| STATED TASK |
Revise the items below so that "thickest" becomes "widest" and every other word and point stays as it is. Leave the pictures out of your answer.

[START]

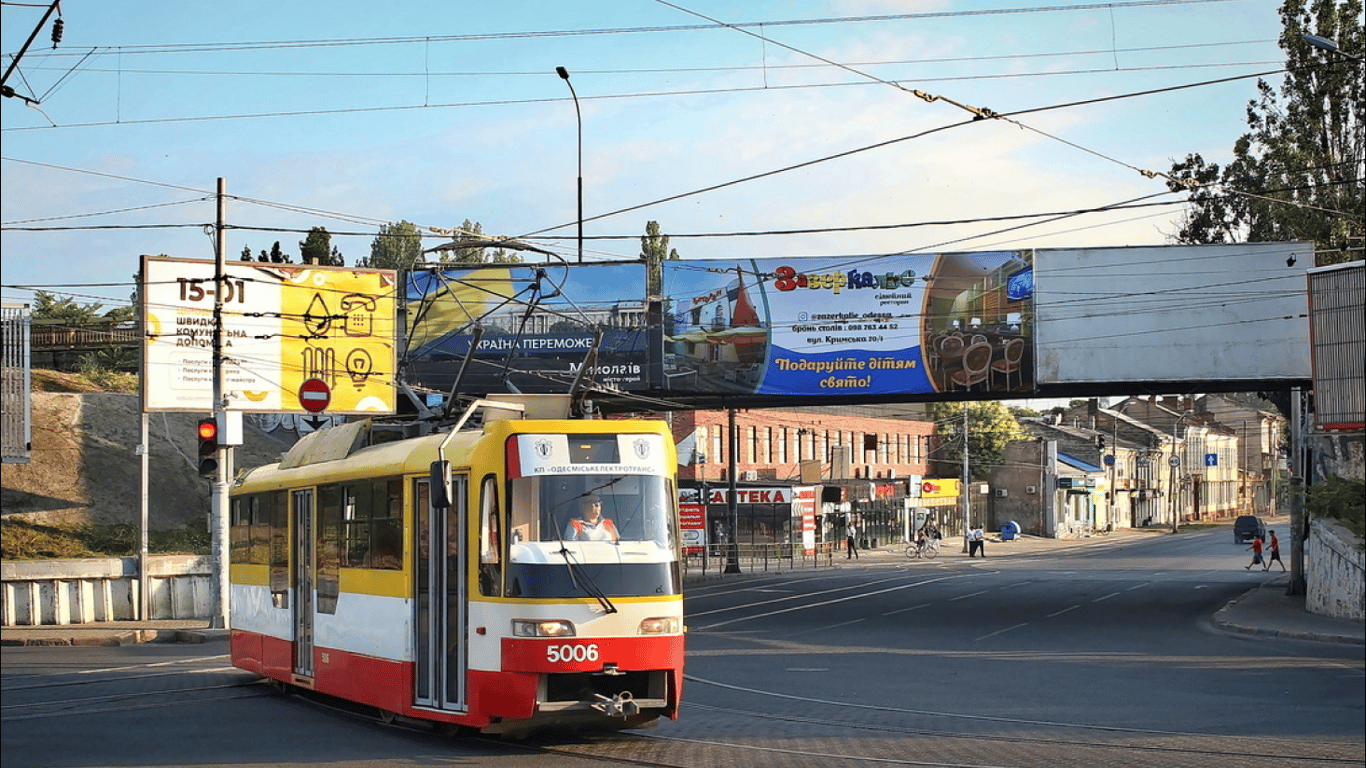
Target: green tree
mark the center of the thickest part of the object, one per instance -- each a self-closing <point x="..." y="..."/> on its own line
<point x="398" y="246"/>
<point x="317" y="249"/>
<point x="654" y="250"/>
<point x="63" y="310"/>
<point x="989" y="427"/>
<point x="1301" y="170"/>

[END]

| TASK RESPONSE |
Target: green tree
mark the center of the widest part of the object, one per instance -- each a self-closing <point x="..." y="..."/> on its own line
<point x="398" y="246"/>
<point x="317" y="249"/>
<point x="654" y="250"/>
<point x="63" y="310"/>
<point x="989" y="427"/>
<point x="1301" y="170"/>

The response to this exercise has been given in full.